**TEXT UNDER STUDY:**
------------

3rd quartile + 1.5·IQR = 10.5 + 10.5 = 21

Considering the fact that none of the data lies outside the interval from –7 to 21, thus, we deduce there are no outliers.

Did You Know?

The outlier is a data point that lies outside the entire pattern in a distribution.
The outliers are shown as dots.
A usual rule says that a data point is an outlier given that it is more than 1.5 IQR1.
The whiskers are required to change.
Whiskers stretch out to the farthest point in the data set that isn't an outlier.

FAQs on What Are Outliers in Maths?

1. What exactly is an outlier in Maths?

An outlier is a data point that is significantly different from other observations in a data set. Think of it as a value that 'lies outside' the expected range of the data. For example, in the data set {2, 3, 4, 5, 100}, the number 100 is a clear outlier because it is abnormally far from the other values.

2. How do you find outliers in a data set using the IQR method?

The most common method taught as per the CBSE/NCERT syllabus involves the Interquartile Range (IQR). The steps are as follows:

First, arrange the data in ascending order and calculate the first quartile (Q1) and the third quartile (Q3).

------------

**EXCERPTED RECORDS:**
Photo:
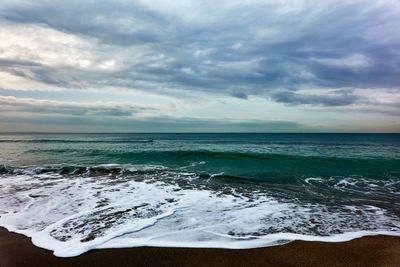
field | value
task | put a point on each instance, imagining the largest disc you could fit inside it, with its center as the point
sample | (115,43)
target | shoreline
(18,250)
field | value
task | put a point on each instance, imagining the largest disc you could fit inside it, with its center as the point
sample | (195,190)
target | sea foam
(114,206)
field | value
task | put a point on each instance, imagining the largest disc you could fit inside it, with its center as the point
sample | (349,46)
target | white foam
(73,214)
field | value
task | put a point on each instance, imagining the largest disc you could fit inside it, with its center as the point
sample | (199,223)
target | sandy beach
(17,250)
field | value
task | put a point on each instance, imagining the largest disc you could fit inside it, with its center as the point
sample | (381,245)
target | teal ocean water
(76,192)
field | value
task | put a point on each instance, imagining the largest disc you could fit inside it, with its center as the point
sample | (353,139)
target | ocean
(75,192)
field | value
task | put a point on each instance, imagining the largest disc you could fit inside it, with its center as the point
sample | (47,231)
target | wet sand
(17,250)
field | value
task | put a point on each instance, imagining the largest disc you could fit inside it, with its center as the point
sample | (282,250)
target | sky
(200,66)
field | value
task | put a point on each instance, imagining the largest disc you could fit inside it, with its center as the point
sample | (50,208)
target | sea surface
(75,192)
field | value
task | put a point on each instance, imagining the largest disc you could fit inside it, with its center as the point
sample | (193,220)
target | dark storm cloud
(40,107)
(337,99)
(248,49)
(153,124)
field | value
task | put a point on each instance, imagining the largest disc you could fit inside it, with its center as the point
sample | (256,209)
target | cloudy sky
(190,66)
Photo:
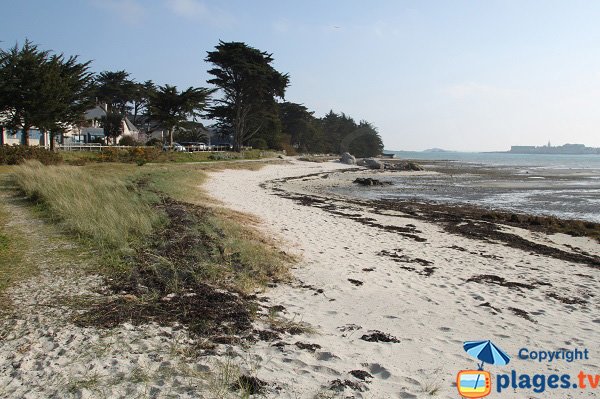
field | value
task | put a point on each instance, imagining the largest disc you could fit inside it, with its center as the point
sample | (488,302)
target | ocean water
(549,161)
(566,186)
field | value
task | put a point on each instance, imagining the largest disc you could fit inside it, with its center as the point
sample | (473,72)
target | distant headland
(567,149)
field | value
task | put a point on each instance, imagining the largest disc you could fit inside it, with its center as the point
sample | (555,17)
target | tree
(69,94)
(22,73)
(363,142)
(112,123)
(249,86)
(302,127)
(342,134)
(116,90)
(172,108)
(41,90)
(141,98)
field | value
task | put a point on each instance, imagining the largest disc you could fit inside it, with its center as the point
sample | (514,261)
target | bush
(154,142)
(128,140)
(259,143)
(17,154)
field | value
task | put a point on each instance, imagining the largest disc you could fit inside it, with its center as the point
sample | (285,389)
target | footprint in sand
(378,370)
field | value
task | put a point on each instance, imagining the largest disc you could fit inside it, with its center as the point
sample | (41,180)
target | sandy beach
(379,303)
(427,291)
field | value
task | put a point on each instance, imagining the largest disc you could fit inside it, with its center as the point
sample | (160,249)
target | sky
(458,75)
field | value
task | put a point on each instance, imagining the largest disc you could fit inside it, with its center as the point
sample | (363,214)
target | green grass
(102,207)
(145,155)
(12,267)
(118,208)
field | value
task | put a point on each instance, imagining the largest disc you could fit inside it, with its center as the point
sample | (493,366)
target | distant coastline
(566,149)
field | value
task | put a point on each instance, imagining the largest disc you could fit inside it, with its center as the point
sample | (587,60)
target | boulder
(372,163)
(368,181)
(348,159)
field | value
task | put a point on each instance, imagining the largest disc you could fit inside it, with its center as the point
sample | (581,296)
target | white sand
(43,354)
(431,316)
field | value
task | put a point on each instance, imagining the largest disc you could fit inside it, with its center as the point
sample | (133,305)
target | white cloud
(198,10)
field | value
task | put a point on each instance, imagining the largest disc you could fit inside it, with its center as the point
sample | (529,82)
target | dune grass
(126,210)
(12,267)
(103,208)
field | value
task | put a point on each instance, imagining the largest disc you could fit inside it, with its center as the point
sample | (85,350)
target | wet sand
(392,292)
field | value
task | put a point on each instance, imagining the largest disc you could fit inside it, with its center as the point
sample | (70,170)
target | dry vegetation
(169,253)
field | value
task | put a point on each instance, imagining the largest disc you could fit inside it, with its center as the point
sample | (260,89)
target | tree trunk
(25,136)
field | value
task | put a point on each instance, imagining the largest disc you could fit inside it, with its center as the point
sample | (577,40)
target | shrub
(259,143)
(154,142)
(128,140)
(17,154)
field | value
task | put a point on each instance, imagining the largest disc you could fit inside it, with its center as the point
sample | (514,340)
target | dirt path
(43,354)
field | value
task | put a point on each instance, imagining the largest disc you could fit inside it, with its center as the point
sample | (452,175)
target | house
(92,131)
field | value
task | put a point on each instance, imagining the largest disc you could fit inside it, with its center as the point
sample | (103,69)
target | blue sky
(461,75)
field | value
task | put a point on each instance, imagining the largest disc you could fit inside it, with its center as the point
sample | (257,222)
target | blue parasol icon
(487,352)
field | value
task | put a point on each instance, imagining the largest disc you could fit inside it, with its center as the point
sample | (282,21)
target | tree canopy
(52,92)
(172,108)
(249,87)
(42,90)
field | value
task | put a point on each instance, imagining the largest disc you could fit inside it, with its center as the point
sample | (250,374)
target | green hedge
(17,154)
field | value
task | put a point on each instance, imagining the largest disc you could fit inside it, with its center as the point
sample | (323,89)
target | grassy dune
(146,217)
(101,207)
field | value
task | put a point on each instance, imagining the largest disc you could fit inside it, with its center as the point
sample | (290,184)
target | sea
(565,186)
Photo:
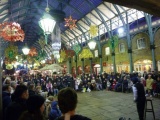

------------

**DESCRIPTION OF THE TASK:** Duplicate the text on outliers word for word, starting at "Did You Know?" and ending at "Outliers in Maths?". The listing has no connection to the text on outliers.

**WRITTEN SOLUTION:**
Did You Know?

The outlier is a data point that lies outside the entire pattern in a distribution.
The outliers are shown as dots.
A usual rule says that a data point is an outlier given that it is more than 1.5 IQR1.
The whiskers are required to change.
Whiskers stretch out to the farthest point in the data set that isn't an outlier.

FAQs on What Are Outliers in Maths?